WHAT THE TASK ASKS: In the copyright-related topics guide, from "For more information about privacy and" to "Legal Information Institute.", substitute "review" for "consult" and give the passage again.

DOCUMENT EXCERPT:

==*==

While the rest of this guide focuses on copyright, this page outlines major related topics: prohibitions on the circumvention of technical protection measures and the removal of copyright management information, contracts that impose additional limitations of your use of certain materials, privacy law, and plagiarism.
Even when copyright law permits your use of a work, it may be illegal to circumvent an access-control technology to make that use.
17 U.S.C. § 1201 prohibits the circumvention of any technological measure that “effectively controls access” to a work that is protected under U.S. copyright law. For instance, it is generally illegal under this provision to circumvent the Content Scramble System that restricts access to in-copyright works on some DVDs. This is known as the anti-circumvention provision of section 1201. Section 1201 also prohibits trafficking in tools that circumvent effective access controls or circumvent controls that protect “a right of the copyright holder under this title.” That is known as the anti-trafficking provision.
Every three years, the Library of Congress and the U.S. Copyright Office create exemptions to the anti-circumvention provision. The most recent exemptions were issued in 2015. Some other anti-circumvention exceptions are written into the statute, including exceptions for encryption researchers and law enforcement officers.
For information about the current exceptions, please consult the following resources.
Even when copyright law permits your use of a work, it is illegal to remove or alter copyright management information without the authority of the copyright holder or the law, “knowing, or . . . having reasonable grounds to know, that it will induce, enable, facilitate, or conceal an infringement of any right under this title.” The same section of the law, 17 U.S.C. § 1202, outlaws providing false copyright management information and distributing, importing for distribution, or public performing works knowing their copyright management information has been falsified or removed.
The law defines “copyright management information” as:
any of the following information conveyed in connection with copies or phonorecords of a work or performances or displays of a work, including in digital form, except that such term does not include any personally identifying information about a user of a work or of a copy, phonorecord, performance, or display of a work:
- The title and other information identifying the work, including the information set forth on a notice of copyright.
- The name of, and other identifying information about, the author of a work.
- The name of, and other identifying information about, the copyright owner of the work, including the information set forth in a notice of copyright.
- With the exception of public performances of works by radio and television broadcast stations, the name of, and other identifying information about, a performer whose performance is fixed in a work other than an audiovisual work.
- With the exception of public performances of works by radio and television broadcast stations, in the case of an audiovisual work, the name of, and other identifying information about, a writer, performer, or director who is credited in the audiovisual work.
- Terms and conditions for use of the work.
- Identifying numbers or symbols referring to such information or links to such information.
- Such other information as the Register of Copyrights may prescribe by regulation, except that the Register of Copyrights may not require the provision of any information concerning the user of a copyrighted work.
Contract may also limit your ability to use items that your institution or your employer has licensed for your use, such as electronic resources paid for by a research library. It may also limit your ability to use items that you accessed under an agreement governing the use of archival or special collections materials.
Oftentimes, copying and sharing materials implicates privacy law in addition to or instead of copyright. For example, research in many fields (e.g., medicine, sociology, education, and public policy) may include information about individuals that is protected by federal or state privacy law. Even when privacy law does not prohibit sharing certain materials, doing so may still violate ethical norms in your field or commitments you have made to research subjects. As a result, it is important to learn about privacy law and to follow the best practices of your discipline.
For more information about privacy and research data at the University of Michigan, you may wish to consult the website of the Human Research Protection Program. For more information about privacy law in the United States, you may wish to consult the article on privacy in Wex, an online legal dictionary and encyclopedia hosted by Cornell University’s Legal Information Institute.
The Family Education Rights and Privacy Act (FERPA) governs release of and access to student records. When works used include student educational information, it's important to consider FERPA before providing access to them. For more information on FERPA, please consult The University of Michigan Student Rights and Student Records.
Copyright infringement and plagiarism are related but distinct concepts. Plagiarism is using the work of another without attribution. Copyright infringement is the reproduction, modification, distribution, public performance, or public display of a copyrighted work without the permission of the rightsholder that does not fall under fair use or another exception to copyright law. It is possible to plagiarize even when copyright allows you to use the work. Similarly, it is possible to infringe copyright even when you have given careful attribution.
When videotaping or recording individuals for certain purposes it may be appropriate to have them sign a consent form.

==*==

(Referring expression pointing data)

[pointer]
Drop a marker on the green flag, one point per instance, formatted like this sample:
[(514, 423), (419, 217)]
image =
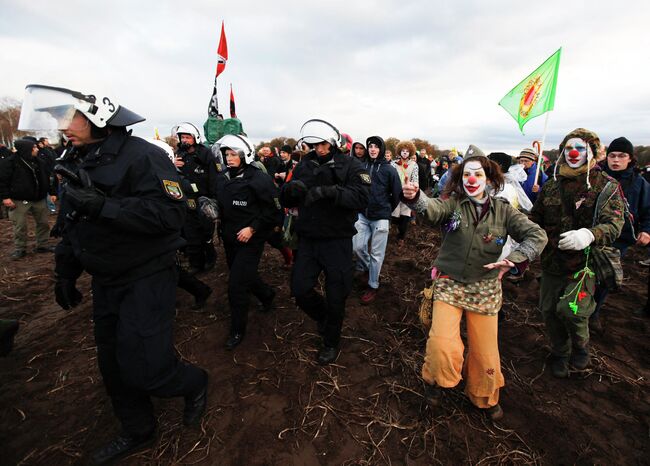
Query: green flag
[(535, 95)]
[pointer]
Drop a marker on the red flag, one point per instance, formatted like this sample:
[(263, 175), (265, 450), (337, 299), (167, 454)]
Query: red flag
[(222, 52), (233, 114)]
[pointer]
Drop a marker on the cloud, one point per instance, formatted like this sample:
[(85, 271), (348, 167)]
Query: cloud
[(429, 69)]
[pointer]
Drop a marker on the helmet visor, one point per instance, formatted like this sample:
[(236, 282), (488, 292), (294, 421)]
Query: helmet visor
[(48, 109)]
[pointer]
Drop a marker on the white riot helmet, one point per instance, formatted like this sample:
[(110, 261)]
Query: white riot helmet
[(240, 144), (47, 108), (315, 131), (187, 128), (164, 146)]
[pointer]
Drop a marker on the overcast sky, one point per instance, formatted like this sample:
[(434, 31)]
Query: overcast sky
[(429, 69)]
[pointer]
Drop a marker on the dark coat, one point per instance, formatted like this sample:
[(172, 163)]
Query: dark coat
[(137, 231), (637, 194), (386, 186), (250, 199), (24, 177), (199, 172), (329, 218)]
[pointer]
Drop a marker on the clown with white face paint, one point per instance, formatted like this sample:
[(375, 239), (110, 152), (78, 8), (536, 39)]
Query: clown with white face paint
[(474, 180), (577, 152), (580, 208), (468, 276)]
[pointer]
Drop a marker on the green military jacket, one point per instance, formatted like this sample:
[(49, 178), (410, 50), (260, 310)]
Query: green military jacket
[(473, 244), (568, 204)]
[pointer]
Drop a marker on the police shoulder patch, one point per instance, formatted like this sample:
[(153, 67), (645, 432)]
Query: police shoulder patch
[(173, 189)]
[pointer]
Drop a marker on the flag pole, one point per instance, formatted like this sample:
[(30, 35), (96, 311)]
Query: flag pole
[(540, 156)]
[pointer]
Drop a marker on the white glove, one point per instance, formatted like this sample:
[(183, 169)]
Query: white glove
[(575, 240)]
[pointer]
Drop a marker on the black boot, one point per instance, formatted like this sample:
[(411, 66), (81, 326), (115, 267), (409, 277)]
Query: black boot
[(580, 357), (327, 355), (120, 447), (195, 405)]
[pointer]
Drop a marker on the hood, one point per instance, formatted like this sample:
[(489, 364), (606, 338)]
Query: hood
[(365, 151), (24, 148), (404, 145), (382, 147)]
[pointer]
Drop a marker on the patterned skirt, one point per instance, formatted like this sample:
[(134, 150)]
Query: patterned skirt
[(483, 297)]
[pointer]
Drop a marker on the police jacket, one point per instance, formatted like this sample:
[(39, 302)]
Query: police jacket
[(637, 194), (200, 173), (137, 231), (385, 189), (247, 199), (24, 178), (330, 217), (273, 164)]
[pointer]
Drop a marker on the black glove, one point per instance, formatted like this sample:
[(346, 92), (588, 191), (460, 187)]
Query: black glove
[(295, 190), (86, 201), (66, 293), (320, 192)]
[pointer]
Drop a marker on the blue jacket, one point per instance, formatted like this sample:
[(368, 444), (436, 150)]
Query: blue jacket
[(386, 186), (530, 182), (637, 194)]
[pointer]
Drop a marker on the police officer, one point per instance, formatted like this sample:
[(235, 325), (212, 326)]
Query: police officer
[(249, 207), (125, 211), (329, 190), (197, 164)]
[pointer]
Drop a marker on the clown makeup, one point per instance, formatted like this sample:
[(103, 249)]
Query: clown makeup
[(474, 179), (577, 152)]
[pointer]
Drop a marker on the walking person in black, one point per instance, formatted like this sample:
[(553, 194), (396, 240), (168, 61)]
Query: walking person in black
[(124, 210), (248, 209), (329, 189), (198, 167)]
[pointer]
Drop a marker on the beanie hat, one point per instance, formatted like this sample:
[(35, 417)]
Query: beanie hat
[(502, 159), (24, 147), (529, 154), (621, 145), (473, 151)]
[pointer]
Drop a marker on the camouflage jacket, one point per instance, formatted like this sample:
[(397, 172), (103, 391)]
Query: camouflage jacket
[(470, 243), (567, 204)]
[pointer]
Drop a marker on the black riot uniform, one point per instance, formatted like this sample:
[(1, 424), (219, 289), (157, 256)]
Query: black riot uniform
[(337, 188), (247, 197), (128, 244), (200, 172)]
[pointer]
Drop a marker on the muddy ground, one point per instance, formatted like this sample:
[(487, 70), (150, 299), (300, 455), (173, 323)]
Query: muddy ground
[(270, 404)]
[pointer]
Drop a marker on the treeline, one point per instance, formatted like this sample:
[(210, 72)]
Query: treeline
[(10, 114)]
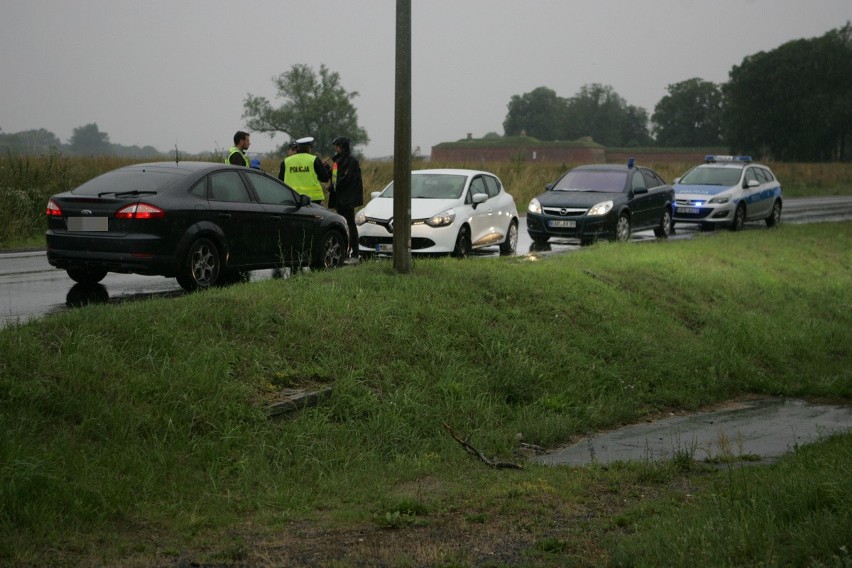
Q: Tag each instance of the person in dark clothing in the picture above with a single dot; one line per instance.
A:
(347, 188)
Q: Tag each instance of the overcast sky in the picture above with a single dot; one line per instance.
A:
(161, 73)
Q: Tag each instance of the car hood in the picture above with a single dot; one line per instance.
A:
(576, 198)
(700, 189)
(382, 207)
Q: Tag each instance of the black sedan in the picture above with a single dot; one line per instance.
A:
(203, 223)
(603, 201)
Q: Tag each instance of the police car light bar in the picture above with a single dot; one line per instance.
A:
(710, 158)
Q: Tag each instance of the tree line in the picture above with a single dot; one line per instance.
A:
(86, 140)
(793, 103)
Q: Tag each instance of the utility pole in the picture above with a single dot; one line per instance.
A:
(402, 142)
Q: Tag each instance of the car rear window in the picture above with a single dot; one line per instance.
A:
(592, 180)
(712, 176)
(121, 181)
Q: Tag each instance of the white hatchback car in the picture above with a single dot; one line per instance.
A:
(727, 191)
(452, 211)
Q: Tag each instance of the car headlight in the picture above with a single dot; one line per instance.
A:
(442, 219)
(601, 208)
(535, 206)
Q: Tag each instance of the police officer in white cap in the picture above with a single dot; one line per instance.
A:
(305, 172)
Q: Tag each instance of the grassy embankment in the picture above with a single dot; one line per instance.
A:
(136, 434)
(26, 183)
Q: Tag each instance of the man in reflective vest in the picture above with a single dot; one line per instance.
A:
(304, 171)
(237, 153)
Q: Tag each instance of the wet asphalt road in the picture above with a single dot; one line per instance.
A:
(752, 432)
(30, 287)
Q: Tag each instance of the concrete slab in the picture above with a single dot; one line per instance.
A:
(748, 432)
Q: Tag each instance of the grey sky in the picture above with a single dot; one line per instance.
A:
(161, 73)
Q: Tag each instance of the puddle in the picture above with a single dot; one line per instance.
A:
(750, 432)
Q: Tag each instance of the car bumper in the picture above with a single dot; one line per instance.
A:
(584, 227)
(128, 254)
(374, 238)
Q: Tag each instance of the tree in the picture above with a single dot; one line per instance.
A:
(314, 105)
(690, 115)
(539, 113)
(598, 111)
(88, 140)
(793, 103)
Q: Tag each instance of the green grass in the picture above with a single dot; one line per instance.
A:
(137, 433)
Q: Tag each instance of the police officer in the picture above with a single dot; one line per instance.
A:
(347, 188)
(305, 172)
(237, 153)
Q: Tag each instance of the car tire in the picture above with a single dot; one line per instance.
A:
(331, 252)
(83, 275)
(201, 266)
(510, 245)
(622, 228)
(665, 228)
(775, 217)
(463, 247)
(739, 218)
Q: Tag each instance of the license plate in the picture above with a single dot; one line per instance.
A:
(562, 224)
(88, 224)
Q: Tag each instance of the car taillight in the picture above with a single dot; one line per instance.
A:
(53, 209)
(140, 211)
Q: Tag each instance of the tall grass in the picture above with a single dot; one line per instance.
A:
(146, 421)
(27, 182)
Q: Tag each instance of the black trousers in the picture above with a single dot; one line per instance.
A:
(348, 213)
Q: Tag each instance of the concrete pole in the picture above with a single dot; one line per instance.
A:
(402, 142)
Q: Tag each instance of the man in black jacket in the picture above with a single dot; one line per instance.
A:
(347, 188)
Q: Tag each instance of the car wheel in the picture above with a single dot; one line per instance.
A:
(462, 248)
(775, 217)
(201, 266)
(511, 243)
(331, 252)
(85, 275)
(739, 218)
(622, 228)
(665, 228)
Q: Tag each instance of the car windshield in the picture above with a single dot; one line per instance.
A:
(128, 181)
(712, 176)
(433, 186)
(592, 180)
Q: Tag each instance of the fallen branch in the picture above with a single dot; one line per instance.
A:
(477, 454)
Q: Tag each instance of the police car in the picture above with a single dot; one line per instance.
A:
(727, 191)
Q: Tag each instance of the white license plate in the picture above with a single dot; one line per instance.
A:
(88, 224)
(562, 224)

==*==

ANSWER:
For more information about privacy and research data at the University of Michigan, you may wish to review the website of the Human Research Protection Program. For more information about privacy law in the United States, you may wish to review the article on privacy in Wex, an online legal dictionary and encyclopedia hosted by Cornell University’s Legal Information Institute.